[Items from a data source]
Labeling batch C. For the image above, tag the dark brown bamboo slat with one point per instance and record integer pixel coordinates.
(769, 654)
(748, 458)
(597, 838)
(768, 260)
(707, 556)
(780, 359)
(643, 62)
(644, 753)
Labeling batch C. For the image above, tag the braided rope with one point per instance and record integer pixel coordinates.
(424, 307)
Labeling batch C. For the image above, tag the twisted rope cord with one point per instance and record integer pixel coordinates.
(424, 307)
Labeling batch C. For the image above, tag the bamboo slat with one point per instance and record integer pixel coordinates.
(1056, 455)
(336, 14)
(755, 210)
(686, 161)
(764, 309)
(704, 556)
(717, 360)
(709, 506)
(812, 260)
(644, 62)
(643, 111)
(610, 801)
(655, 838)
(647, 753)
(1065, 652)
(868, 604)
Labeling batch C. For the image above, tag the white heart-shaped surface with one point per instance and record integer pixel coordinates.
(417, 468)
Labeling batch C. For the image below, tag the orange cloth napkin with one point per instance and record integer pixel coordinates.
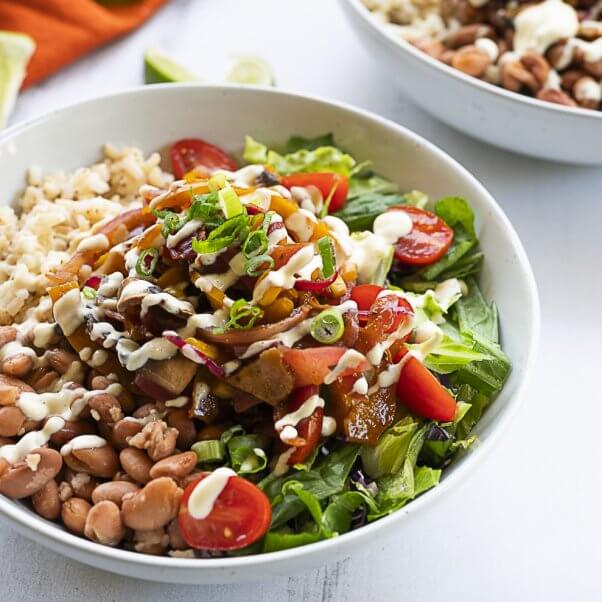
(64, 30)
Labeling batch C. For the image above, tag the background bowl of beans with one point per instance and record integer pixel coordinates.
(522, 76)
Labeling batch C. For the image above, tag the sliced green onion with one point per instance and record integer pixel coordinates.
(211, 450)
(203, 247)
(217, 181)
(267, 220)
(229, 202)
(147, 262)
(172, 222)
(327, 327)
(89, 292)
(256, 244)
(326, 249)
(256, 265)
(243, 315)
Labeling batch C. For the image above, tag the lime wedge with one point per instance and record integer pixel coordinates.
(159, 68)
(15, 51)
(250, 70)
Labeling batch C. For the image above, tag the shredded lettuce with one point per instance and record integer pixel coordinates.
(323, 158)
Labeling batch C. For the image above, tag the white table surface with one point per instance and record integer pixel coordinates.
(526, 525)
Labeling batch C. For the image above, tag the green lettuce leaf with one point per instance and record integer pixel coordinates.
(476, 316)
(323, 158)
(388, 455)
(326, 478)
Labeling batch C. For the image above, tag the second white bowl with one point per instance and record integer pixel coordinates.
(487, 112)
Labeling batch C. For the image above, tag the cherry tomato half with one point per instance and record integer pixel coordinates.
(422, 393)
(309, 429)
(310, 366)
(240, 516)
(188, 153)
(428, 241)
(325, 183)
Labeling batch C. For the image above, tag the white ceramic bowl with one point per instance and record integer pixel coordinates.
(491, 113)
(153, 116)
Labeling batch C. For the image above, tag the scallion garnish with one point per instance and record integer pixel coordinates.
(328, 258)
(327, 327)
(256, 244)
(229, 202)
(243, 315)
(89, 292)
(147, 262)
(257, 265)
(211, 450)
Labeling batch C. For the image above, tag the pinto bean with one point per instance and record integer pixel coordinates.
(60, 360)
(105, 408)
(136, 463)
(29, 476)
(17, 365)
(177, 466)
(11, 421)
(81, 483)
(71, 429)
(7, 335)
(113, 491)
(180, 420)
(157, 439)
(97, 461)
(104, 524)
(123, 430)
(154, 506)
(46, 501)
(73, 514)
(151, 542)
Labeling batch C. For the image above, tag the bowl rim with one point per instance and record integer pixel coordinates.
(402, 45)
(50, 531)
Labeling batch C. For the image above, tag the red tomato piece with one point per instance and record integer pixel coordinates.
(240, 516)
(420, 391)
(310, 366)
(188, 153)
(309, 429)
(428, 241)
(326, 183)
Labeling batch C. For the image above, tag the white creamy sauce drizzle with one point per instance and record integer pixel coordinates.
(133, 356)
(184, 232)
(351, 359)
(392, 225)
(82, 442)
(97, 243)
(205, 494)
(539, 26)
(285, 276)
(110, 284)
(32, 440)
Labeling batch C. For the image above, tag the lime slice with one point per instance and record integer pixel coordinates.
(250, 70)
(159, 68)
(15, 52)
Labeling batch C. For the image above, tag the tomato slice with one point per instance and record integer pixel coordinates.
(188, 153)
(428, 241)
(310, 366)
(420, 391)
(309, 429)
(240, 516)
(325, 183)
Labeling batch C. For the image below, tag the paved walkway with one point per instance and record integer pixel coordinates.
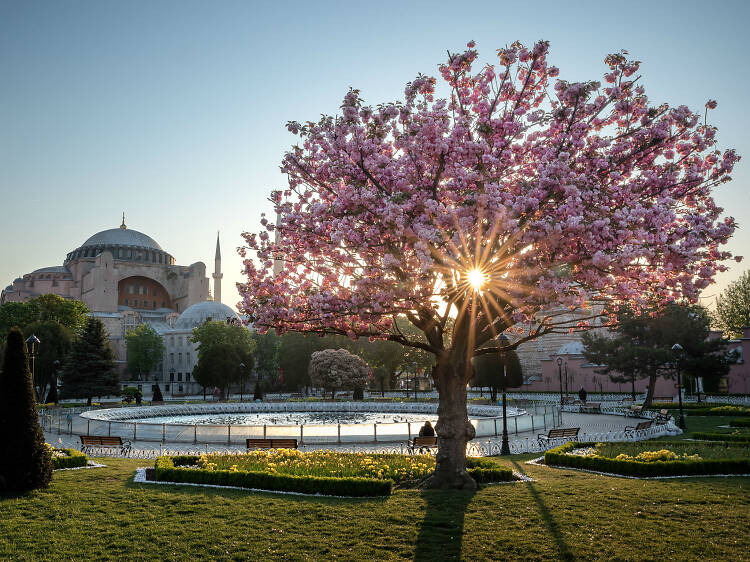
(589, 423)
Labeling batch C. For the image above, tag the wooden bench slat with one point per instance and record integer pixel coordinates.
(272, 443)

## Directive
Write out the listing word for word, omitting the pictures it holds.

## Exercise result
Labeling batch C. For the image above, tag the dark brown bamboo slat with one point per instance and record integer pixel coordinates.
(769, 654)
(748, 458)
(597, 838)
(768, 260)
(707, 556)
(780, 359)
(643, 62)
(644, 753)
Labeling batch C. For the image above, tag the braided rope with one point per instance and record integer pixel coordinates.
(424, 307)
Labeling batch C. For the image above, tag the twisted rope cord with one point per instance and record integer pixel coordinates.
(424, 307)
Labeling batch C. For the image above, tag the bamboo slat with one point per instance and record integer pixel coordinates.
(1056, 455)
(336, 14)
(755, 210)
(686, 161)
(764, 309)
(704, 556)
(717, 360)
(709, 506)
(812, 260)
(644, 62)
(643, 111)
(610, 801)
(655, 838)
(647, 753)
(1065, 652)
(868, 604)
Labeling batch C. For the image above, tag the white heart-shaped surface with one point per instance and record integer pixel coordinates.
(417, 468)
Labeling batch C. For the image below, tag the orange cloth napkin with one point per instance and record integer pixel coordinates.
(64, 30)
Labeling batch C. For the image above, tag the background bowl of beans with one point per instance and record integer pixel coordinates.
(522, 76)
Labeling batch C. For the image above, tag the sliced green onion with one point per instance and record integer pixel coordinates.
(211, 450)
(203, 247)
(217, 181)
(267, 220)
(229, 202)
(147, 262)
(172, 222)
(327, 327)
(89, 292)
(256, 244)
(326, 249)
(256, 265)
(243, 315)
Labeling batch C. For the image above, tag the lime wedge with one point per instance and record integer pixel coordinates.
(159, 68)
(15, 51)
(250, 70)
Labeling batch C. For the image above, tag the shredded lettuce with one point per instance and record integer pixel coordinates.
(323, 158)
Labeling batch C. For the image above, tag the white table surface with one point per instance and record integer pixel coordinates.
(526, 525)
Labeling batch C. For the image above, tag the green lettuce leaf with one point per instance and record integer pixel coordinates.
(476, 316)
(323, 158)
(388, 455)
(326, 478)
Labeling batch C. For the image above, tag the second white bowl with one point per instance and record integer pixel coordinates.
(487, 112)
Labeling batch C. For the image above, tag the cherry tomato half with one point per instance and record integer pixel coordinates.
(422, 393)
(309, 429)
(310, 366)
(240, 516)
(188, 153)
(428, 241)
(325, 183)
Labeling batch C. For the image above, tag the white ceramic bowl with one point per instance and record integer pixel coordinates.
(491, 113)
(153, 116)
Labeling batch C. For the image above, tag the scallion garnish with one point per instance and record integer pixel coordinates.
(328, 258)
(327, 327)
(256, 244)
(229, 202)
(243, 315)
(89, 292)
(147, 262)
(257, 265)
(211, 450)
Labeling batch C. For the image above, tag the pinto bean with one point per instance and record integer pixel coordinates.
(60, 360)
(105, 408)
(136, 463)
(29, 476)
(17, 365)
(177, 466)
(11, 421)
(81, 483)
(71, 429)
(7, 335)
(113, 491)
(180, 420)
(157, 439)
(97, 461)
(104, 524)
(123, 430)
(154, 506)
(46, 501)
(73, 514)
(151, 542)
Labeling batch C. For the image above, tag the bowl rim with one point per instance and record integer pixel coordinates.
(402, 45)
(50, 531)
Labeling batch C. For the image above, tag the red tomato piece with one point per instance and record integer pixel coordinates.
(240, 516)
(420, 391)
(310, 366)
(188, 153)
(309, 429)
(428, 241)
(326, 183)
Labeling batch C. For the image above, tag the white creamy sauce drizzle with one point per instance and record integer pixel coordinates.
(133, 356)
(184, 232)
(351, 359)
(392, 225)
(82, 442)
(97, 243)
(205, 494)
(539, 26)
(285, 276)
(110, 284)
(32, 440)
Labeling batch C. For the image above, tag the lime slice with one point per instance and record integer pixel coordinates.
(250, 70)
(159, 68)
(15, 52)
Labeling batch C. For the image above, tag the tomato slice with one point per instance and record integer pixel coordinates.
(188, 153)
(428, 241)
(310, 366)
(420, 391)
(309, 429)
(240, 516)
(325, 183)
Labeling batch C. For the image below, tag the paved walkway with one point per instance and record integer pixel coordinates.
(589, 423)
Labeling batch C. For the image above, tag the wooden bench slat with one point per instance and record integer pixel coordinates.
(272, 443)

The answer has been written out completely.